Referring expression pointing data:
----------------

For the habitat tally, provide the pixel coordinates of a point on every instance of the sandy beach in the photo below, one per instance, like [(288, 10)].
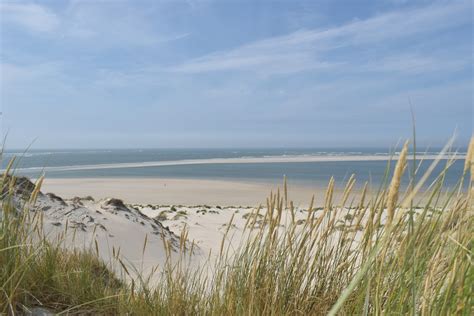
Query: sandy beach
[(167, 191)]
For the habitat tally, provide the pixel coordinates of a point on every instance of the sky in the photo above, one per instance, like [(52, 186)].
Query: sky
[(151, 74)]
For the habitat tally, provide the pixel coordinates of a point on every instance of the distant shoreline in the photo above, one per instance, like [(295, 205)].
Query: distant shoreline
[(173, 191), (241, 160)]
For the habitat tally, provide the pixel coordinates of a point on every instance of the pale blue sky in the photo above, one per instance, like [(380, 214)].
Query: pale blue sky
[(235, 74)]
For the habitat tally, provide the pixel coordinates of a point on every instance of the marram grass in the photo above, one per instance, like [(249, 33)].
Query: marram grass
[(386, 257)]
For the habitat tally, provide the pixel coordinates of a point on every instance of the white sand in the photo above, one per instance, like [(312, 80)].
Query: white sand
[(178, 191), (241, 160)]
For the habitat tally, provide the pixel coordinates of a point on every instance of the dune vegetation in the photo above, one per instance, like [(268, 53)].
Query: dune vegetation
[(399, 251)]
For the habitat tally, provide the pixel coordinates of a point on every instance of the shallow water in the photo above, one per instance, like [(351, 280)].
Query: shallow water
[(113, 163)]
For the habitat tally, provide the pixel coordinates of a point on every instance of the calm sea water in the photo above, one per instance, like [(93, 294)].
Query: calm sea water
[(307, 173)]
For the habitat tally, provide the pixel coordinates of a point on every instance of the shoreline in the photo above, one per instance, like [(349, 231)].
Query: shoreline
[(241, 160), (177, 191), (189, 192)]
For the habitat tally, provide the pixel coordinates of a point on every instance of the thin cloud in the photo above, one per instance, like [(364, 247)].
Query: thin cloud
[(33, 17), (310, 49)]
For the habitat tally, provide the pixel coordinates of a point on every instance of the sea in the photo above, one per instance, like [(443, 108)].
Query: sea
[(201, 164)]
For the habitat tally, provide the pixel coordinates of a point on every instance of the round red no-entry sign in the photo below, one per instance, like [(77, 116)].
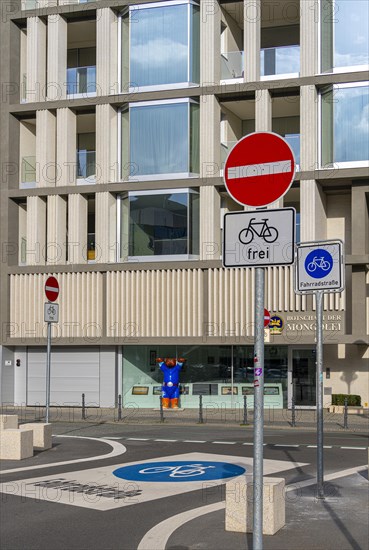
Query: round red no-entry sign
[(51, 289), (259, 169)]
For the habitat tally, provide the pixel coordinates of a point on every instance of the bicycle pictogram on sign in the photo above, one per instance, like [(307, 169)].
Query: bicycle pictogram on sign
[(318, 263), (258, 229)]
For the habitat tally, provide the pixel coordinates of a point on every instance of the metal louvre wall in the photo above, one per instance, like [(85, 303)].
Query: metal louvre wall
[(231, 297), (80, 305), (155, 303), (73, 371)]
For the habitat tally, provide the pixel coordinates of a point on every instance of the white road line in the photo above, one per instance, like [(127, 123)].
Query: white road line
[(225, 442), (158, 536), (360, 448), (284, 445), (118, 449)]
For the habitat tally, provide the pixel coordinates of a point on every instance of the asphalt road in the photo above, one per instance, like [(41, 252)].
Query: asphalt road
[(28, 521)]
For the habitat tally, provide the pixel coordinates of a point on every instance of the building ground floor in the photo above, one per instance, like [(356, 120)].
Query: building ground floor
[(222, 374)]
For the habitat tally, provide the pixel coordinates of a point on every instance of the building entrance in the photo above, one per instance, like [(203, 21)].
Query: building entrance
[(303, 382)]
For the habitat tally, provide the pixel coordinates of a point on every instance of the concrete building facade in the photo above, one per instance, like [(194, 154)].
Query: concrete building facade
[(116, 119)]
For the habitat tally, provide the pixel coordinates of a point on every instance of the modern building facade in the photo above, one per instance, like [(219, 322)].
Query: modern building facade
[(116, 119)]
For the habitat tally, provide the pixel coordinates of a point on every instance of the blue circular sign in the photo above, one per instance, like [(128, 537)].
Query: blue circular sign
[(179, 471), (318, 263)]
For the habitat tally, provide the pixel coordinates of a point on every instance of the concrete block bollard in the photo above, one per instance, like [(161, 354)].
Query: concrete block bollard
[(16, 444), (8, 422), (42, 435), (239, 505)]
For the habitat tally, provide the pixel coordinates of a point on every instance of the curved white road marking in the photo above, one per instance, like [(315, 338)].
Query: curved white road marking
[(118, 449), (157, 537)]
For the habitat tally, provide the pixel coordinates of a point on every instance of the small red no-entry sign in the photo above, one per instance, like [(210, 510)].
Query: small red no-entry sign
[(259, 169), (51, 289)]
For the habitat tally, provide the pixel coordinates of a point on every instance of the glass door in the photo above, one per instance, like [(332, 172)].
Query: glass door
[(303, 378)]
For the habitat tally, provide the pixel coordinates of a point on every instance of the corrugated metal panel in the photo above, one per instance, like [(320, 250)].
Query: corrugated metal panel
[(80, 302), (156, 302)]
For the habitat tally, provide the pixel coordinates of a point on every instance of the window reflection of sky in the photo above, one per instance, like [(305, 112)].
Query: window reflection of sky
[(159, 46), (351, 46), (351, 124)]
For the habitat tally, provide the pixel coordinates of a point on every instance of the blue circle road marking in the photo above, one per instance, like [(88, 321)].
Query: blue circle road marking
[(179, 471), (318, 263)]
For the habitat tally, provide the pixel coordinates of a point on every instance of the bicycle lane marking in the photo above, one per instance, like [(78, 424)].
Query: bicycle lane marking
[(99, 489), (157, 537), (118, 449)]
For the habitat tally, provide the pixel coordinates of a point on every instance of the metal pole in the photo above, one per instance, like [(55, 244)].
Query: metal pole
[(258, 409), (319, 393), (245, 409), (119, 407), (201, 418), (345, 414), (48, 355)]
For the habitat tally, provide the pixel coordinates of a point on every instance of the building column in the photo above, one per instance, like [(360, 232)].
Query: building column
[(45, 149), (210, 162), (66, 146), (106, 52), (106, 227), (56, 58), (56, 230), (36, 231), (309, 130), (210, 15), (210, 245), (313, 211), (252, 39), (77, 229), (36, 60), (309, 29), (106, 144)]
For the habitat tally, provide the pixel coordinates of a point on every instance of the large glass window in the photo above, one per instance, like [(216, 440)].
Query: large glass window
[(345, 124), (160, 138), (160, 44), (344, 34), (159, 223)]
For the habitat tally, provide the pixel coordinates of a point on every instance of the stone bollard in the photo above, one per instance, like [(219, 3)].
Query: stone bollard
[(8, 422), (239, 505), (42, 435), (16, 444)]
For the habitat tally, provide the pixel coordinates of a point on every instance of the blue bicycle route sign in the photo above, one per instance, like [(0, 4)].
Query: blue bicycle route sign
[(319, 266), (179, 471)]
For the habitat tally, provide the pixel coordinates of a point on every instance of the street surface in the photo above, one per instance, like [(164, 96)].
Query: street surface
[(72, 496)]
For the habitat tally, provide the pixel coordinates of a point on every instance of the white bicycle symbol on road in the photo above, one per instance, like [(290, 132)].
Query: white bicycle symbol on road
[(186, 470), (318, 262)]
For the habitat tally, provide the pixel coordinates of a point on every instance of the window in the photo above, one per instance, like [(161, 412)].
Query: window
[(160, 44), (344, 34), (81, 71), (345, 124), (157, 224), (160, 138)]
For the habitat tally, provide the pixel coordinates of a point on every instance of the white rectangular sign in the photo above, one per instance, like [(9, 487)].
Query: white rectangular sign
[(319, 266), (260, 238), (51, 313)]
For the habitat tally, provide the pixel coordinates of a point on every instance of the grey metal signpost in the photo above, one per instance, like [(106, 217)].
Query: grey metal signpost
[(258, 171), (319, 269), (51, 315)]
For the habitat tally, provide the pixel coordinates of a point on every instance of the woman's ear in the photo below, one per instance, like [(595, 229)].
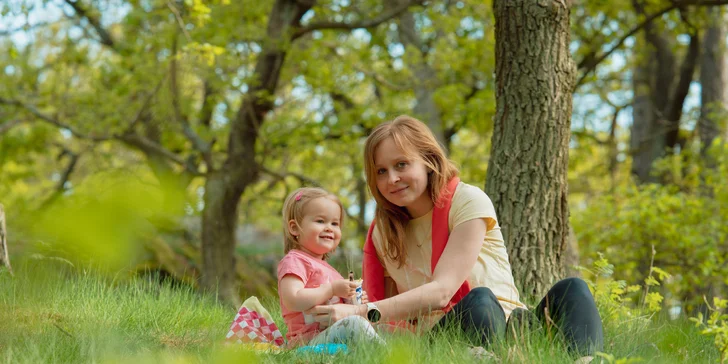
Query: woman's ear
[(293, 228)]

----------------

If a line in the data above contains "below", return that line.

For the habitat tally, provide the pixel coordinates of a point on every instance of the sandy beach in the photo below, one per instance, like [(288, 10)].
For the habitat tally, provide the pixel coordinates of a point on every instance of the round red no-entry sign in the photo below, one per instance, like [(77, 116)].
For the habitat tally, provide the pixel coordinates of a point on every instance of the woman's ear in the photo below, one per instance, like [(595, 229)].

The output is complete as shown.